(Data for the task Opens)

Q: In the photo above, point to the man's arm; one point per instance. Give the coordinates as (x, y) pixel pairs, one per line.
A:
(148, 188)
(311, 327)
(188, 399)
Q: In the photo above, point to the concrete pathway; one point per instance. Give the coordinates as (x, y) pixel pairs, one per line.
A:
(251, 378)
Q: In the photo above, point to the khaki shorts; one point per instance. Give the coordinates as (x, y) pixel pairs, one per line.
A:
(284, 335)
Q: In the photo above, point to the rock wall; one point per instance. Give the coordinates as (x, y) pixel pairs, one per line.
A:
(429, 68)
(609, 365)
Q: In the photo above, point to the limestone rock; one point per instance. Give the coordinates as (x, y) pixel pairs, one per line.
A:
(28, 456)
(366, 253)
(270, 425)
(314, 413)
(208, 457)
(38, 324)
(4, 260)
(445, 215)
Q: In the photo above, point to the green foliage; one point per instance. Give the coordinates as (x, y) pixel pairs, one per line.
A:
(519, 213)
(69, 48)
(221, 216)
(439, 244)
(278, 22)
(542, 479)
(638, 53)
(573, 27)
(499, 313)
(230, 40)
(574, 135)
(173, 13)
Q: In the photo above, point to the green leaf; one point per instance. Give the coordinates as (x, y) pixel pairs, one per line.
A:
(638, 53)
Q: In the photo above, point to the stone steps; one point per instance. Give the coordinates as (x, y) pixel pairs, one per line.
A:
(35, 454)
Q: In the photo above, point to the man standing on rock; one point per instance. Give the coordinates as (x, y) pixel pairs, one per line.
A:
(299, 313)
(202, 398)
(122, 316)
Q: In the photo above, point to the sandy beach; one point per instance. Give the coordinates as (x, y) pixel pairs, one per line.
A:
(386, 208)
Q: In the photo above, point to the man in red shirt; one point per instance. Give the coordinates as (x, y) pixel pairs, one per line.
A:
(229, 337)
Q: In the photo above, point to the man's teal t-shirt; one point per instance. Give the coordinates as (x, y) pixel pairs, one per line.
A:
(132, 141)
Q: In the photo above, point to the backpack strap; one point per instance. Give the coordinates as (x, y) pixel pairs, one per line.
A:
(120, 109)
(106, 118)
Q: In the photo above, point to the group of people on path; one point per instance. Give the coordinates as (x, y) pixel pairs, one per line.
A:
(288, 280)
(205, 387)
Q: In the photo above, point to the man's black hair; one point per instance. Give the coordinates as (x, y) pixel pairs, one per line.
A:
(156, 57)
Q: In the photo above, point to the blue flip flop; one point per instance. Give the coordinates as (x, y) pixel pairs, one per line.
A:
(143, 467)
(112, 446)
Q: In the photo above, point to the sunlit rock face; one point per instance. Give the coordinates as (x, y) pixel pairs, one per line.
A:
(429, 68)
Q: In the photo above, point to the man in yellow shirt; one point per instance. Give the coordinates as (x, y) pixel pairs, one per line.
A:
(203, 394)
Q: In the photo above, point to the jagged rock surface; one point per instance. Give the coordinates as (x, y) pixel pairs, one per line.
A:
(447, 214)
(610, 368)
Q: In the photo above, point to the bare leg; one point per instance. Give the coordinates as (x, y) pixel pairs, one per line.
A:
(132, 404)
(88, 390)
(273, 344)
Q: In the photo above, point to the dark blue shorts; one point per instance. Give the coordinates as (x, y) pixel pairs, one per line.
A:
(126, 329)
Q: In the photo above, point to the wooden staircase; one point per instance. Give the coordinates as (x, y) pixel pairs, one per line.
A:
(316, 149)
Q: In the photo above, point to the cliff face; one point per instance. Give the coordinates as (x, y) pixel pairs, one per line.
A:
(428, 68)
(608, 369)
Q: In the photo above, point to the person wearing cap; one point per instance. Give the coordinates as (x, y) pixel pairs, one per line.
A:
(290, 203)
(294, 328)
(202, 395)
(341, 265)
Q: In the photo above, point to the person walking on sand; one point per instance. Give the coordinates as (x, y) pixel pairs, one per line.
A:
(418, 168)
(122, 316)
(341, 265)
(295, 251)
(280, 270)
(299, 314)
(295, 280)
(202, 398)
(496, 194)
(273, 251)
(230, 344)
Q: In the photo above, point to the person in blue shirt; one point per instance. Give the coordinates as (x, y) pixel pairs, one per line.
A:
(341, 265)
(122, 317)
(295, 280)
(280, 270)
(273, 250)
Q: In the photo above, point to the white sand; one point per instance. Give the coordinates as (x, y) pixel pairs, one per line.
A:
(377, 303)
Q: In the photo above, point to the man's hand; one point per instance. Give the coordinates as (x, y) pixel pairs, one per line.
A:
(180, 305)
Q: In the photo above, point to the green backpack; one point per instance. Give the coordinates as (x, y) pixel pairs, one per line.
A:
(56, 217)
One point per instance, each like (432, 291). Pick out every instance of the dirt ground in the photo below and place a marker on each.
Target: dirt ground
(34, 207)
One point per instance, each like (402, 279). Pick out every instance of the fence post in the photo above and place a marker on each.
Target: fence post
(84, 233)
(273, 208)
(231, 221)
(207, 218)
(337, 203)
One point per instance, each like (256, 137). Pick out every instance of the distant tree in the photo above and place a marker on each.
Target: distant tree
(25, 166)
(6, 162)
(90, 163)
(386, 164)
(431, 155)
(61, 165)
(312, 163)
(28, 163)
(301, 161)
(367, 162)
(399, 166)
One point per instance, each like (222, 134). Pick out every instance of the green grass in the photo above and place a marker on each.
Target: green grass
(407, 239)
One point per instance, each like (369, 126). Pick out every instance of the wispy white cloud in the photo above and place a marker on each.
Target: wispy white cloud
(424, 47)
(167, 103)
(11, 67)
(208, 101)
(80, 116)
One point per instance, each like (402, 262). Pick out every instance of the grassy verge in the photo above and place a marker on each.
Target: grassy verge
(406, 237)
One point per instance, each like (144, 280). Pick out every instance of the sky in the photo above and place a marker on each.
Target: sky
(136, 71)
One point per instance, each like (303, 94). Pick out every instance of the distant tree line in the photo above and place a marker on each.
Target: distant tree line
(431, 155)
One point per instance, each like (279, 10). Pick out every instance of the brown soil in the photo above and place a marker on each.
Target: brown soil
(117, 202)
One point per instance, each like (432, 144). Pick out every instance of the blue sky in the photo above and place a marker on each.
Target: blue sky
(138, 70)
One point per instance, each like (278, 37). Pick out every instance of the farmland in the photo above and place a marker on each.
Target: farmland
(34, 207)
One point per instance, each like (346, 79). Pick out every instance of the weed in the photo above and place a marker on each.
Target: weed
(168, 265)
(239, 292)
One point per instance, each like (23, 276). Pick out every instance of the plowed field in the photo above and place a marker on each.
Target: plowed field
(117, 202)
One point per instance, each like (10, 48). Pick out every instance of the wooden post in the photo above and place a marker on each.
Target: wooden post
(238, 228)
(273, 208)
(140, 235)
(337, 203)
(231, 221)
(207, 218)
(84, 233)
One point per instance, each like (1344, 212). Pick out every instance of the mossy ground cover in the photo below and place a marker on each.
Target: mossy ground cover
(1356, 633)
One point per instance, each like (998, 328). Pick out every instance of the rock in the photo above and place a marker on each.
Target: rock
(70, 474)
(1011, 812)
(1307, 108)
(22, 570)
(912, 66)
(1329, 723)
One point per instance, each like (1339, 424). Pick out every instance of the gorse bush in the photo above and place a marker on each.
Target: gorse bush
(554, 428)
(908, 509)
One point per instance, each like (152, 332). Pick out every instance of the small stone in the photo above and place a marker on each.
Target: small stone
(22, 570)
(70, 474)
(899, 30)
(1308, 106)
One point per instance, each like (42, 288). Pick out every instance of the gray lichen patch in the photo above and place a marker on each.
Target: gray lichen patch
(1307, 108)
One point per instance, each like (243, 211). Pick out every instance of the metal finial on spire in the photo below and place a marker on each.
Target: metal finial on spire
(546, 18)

(Data for the task Closes)

**Task directions:** Using the records above, report each line that contains the word "below" by copying it.

**Exercise result:**
One point per instance, each like (432, 291). Pick out every instance of the dirt ground in the photo below and place a marker on each.
One point per instance, each like (1344, 212). Pick out every instance of the mossy ground cover in the photo below and place a marker on each.
One point per instance, each like (243, 211). Pick out every instance of the metal finial on spire in the photo below and place a marker on each.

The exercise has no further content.